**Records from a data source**
=== Begin Enclosure ===

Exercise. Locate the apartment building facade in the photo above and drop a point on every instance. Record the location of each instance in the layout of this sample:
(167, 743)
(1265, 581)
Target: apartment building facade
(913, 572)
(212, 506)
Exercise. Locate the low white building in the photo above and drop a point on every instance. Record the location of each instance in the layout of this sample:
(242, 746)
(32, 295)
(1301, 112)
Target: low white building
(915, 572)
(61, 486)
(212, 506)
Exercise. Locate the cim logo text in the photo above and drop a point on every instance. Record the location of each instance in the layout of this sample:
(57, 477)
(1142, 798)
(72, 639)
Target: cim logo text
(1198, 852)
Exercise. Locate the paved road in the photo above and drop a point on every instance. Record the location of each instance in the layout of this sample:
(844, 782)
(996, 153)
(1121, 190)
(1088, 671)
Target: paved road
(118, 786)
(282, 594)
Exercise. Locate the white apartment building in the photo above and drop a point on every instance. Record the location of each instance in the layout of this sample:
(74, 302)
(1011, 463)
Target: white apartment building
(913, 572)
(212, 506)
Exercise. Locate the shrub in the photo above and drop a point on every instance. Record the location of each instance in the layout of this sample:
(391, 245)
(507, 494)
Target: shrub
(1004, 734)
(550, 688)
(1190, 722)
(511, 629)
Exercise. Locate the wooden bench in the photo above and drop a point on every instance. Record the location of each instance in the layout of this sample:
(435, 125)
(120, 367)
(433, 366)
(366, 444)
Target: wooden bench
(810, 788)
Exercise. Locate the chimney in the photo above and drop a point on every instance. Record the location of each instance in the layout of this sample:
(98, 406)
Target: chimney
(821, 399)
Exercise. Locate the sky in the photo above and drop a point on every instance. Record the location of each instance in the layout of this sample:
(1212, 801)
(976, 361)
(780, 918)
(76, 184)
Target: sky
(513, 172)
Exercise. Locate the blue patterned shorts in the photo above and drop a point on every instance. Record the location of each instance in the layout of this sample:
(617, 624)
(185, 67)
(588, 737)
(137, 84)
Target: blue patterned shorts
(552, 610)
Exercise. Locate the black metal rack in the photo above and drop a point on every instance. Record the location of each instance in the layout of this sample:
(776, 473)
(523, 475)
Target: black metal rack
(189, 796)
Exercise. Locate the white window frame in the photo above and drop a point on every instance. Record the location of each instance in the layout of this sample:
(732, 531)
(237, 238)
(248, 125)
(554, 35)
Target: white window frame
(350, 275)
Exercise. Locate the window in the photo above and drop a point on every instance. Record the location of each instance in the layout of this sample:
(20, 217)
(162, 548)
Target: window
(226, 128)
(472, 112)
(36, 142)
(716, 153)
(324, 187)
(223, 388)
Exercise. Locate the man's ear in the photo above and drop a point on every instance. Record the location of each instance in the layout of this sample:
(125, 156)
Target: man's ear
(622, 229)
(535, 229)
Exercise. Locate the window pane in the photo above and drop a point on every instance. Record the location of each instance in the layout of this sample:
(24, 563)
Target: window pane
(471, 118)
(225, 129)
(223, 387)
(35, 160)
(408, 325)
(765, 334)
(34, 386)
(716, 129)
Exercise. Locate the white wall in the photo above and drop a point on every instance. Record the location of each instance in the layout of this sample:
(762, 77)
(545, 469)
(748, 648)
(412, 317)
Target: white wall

=== End Enclosure ===

**THE PROBLEM**
Write out an exact transcription of the line with "Exercise. Locate the man's" and of each line after it; stop at the end of the records.

**ANSWER SECTION**
Exercise. Locate the man's ear in the photo above and drop a point on every instance. Record the location of each instance in the layout of this sample:
(125, 156)
Target: man's ear
(622, 229)
(535, 229)
Exercise. Locate the window pane in the photo above and drop a point on every instance. Record the location of each instance in the layout of this sample:
(24, 563)
Target: window pane
(471, 118)
(225, 129)
(223, 387)
(35, 160)
(408, 325)
(765, 334)
(34, 386)
(716, 129)
Exercise. Locate the white wall in the photo above and drop a point on every instance. Record the location of each instance in the layout of this sample:
(762, 77)
(545, 469)
(748, 648)
(412, 317)
Target: white wall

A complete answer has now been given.